→ **Job 1**
Reproduce the Racket file-loading post word for word, starting at "What if... we" and ending at "the wrong track.".
→ **Job 2**
Summarize the Racket file-loading post in three sentences.

→ **Provided passage**
What if... we circumvent this hard-nosed module system altogether and directly include the file at compile-time? That's how most Schemes separated code into files prior to R6RS — with a mere load. After some cursory search, I discover the module racket/include. It does exactly what it says on the tin: It exports an include macro that directly inlines the given file. Great! And voilà, 1.7.scm now shares the same namespace as the prepended 1.scm, which now contains... two separate definitions... of the same identifier... which is unacceptable for most Schemes... Okay, we're on the wrong track.

Hey, wait a minute... How does the REPL do it? I can continuously call define on the same identifiers in the REPL without having to wipe the namespace or calling set! on everything like a barbarian! Then I remember REPL doesn't use require (nor include for that matter), but load for importing files. Could this be what I'm looking for? There it is: racket/load! The guide says says it musn't be used outside the REPL except for experimenting with the namespace. What we're doing counts as experimentation, I suppose. A huge price to pay for this hack is that it breaks macros in inexplicable ways. Oh well.

Besides exporting the load macro, racket/load overrides the #%module-begin and #%top-interaction forms so that it treats every line of code as though it's run in the REPL. Sounds good! So here it is:

#lang racket/base (provide #%app #%datum #%module-begin #%top-interaction #%top λ define let quote load cond if and or not else + - / * = > <) (require racket/load) (compile-enforce-module-constants #f) (print-as-expression #f) (load-on-demand-enabled #f) (print-mpair-curly-braces #f)

Does it work? Let's see. Since macros no longer work, I can't write assertion macros, so I just wrap all assertions in an and expression and see if it returns #t.

#lang s-exp "sicp.rkt" ;; Excercise 1.7 (load "1.scm") (define old-value (sqrt 900)) (define good-enough? (λ (guess x) (= (improve guess x) guess))) (define new-value (sqrt 900)) (< (- new-value 30) (- old-value 30))
When run, 1.7.scm returns #t. Splendid! Our new good-enough? is indeed better!

So we managed to create an abomination of a #lang to break referential transparency, just to be lazy. We probably could've done this with some crafty syntax-parse macros around module language primitives but I'm not smart enough for that. What we've got works and that's all that matters, right? I don't mind building up the module language piece-by-piece in provide but I don't want to deal with compatibility/mlist (or its less scary alias racket/mlist) to get mutable lists so eventually I'm just going to provide the whole #lang r5rs. (Be careful not to let it export identifiers like #%module-begin.)

→ **Provided data**
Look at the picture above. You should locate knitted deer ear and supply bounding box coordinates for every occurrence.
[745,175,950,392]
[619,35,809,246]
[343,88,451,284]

→ **Task result 1**
What if... we circumvent this hard-nosed module system altogether and directly include the file at compile-time? That's how most Schemes separated code into files prior to R6RS — with a mere load. After some cursory search, I discover the module racket/include. It does exactly what it says on the tin: It exports an include macro that directly inlines the given file. Great! And voilà, 1.7.scm now shares the same namespace as the prepended 1.scm, which now contains... two separate definitions... of the same identifier... which is unacceptable for most Schemes... Okay, we're on the wrong track.

→ **Task result 2**
The writer first tries racket/include to inline one file into another, but this leaves two separate definitions of the same identifier, which most Schemes won't accept. Recalling that the REPL imports files with load, the writer turns to racket/load, which treats every line of code as though it runs in the REPL, at the cost of breaking macros. A custom #lang built on it makes 1.7.scm return #t, showing the new good-enough? is better, and the writer plans eventually to provide the whole #lang r5rs.